Kids and veggies

My mom sent me the results of a recent food survey conducted in New Zealand where 500 moms were asked about their children’s eating habits.  Perhaps not surprisingly to any parent, 85% of moms said they had at some stage experience fussiness from their kids at meal times (we’re all nodding, right?).

The survey went onto strategies used to get healthier food into their kids:

  •  Hiding/disguising food – 57%
  • Using sauces – 51%
  • Bribing with treats – 39%
  • Making food into shapes – 32%
  • Withholding treats – 31%
  • Sticker or rewards charts – 26%
  • Making threats – 22%

Whatever works for other parents is cool with me.  This parenting gig isn’t as straightforward as I thought it would be, but I’m not sure that hiding veggies or covering them with BBQ or cheese sauce is really giving the right message.  Neither am I convinced that bribes are great in this situation either (and I admit that I sometimes use yoghurt or fruit after dinner as encouragement, a.k.a a bribe, for making a bit more effort on the main).  We all do what we can do, right?  But I thought I’d share my top strategies that (for the most part) have worked for encouraging my kids to be good veggie eaters.

salad

Ana making salads for herself and Rafa.

  1. Eat healthily yourself.  I’m convinced this is the most important thing you can do.  We all know how much our kids like to imitate us.
  2. Always include veggies at every lunch and dinner.  Even if it’s not a huge serving and some of it goes uneaten, always have them as an option.  The idea?  That veggies are the norm at meal time.
  3. Keep kid friendly, quick and easy veggie options in the house.  Those little snack packs of carrots and sugar snap peas are great.  Our freezer always has a couple of packs of back up veggies too.  Frozen peas, broccoli, beans and corn are always on hand.  Even on lazy dinner nights it’s easy to put some kind of veggies on their plate.

[Coordinate annotation records]
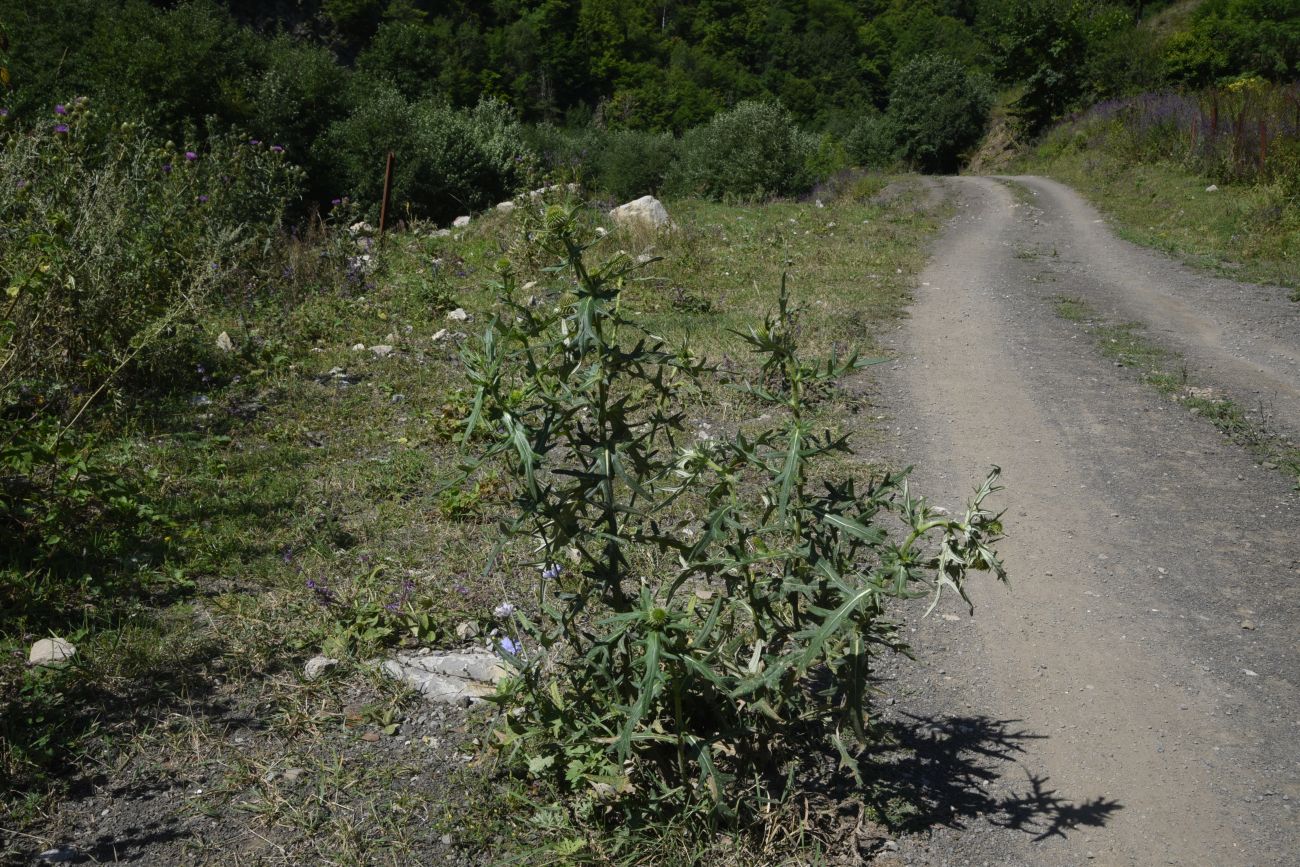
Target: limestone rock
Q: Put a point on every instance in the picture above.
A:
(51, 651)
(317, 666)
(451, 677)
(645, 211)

...

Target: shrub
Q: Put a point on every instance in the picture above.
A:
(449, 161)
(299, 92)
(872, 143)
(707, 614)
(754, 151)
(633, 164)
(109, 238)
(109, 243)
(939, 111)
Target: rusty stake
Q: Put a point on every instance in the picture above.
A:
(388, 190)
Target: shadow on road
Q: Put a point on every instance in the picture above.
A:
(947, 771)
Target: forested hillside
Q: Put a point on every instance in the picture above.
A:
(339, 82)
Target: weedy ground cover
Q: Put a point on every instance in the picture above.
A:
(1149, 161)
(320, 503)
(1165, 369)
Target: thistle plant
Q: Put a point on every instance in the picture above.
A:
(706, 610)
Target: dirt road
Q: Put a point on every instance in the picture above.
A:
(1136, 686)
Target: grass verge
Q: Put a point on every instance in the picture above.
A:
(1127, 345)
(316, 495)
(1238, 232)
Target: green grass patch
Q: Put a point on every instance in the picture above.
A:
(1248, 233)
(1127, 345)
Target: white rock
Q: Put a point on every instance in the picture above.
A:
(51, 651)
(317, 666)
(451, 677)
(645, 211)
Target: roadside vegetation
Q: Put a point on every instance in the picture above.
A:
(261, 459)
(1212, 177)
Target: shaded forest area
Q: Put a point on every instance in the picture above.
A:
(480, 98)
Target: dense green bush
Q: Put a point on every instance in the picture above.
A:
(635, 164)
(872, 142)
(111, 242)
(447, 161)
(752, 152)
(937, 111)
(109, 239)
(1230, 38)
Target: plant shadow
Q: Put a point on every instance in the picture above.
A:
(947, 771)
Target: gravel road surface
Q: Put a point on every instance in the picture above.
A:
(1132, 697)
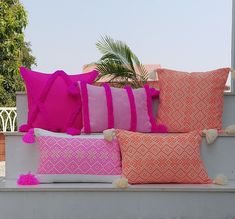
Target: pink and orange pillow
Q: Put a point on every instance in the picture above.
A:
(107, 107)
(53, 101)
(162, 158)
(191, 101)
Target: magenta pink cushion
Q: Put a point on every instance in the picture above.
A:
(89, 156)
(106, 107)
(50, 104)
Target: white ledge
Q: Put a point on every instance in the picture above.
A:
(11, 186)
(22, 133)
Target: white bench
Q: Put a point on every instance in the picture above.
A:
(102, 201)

- _Instructions_:
A. According to the kids and veggies post, how many moms took part in the New Zealand food survey?
B. List each line of the records that contains the string "shadow", matching case exactly.
The records are unrelated to the kids and veggies post.

- _Complete answers_:
A. 500 moms.

B.
Target: shadow on road
Target: plant shadow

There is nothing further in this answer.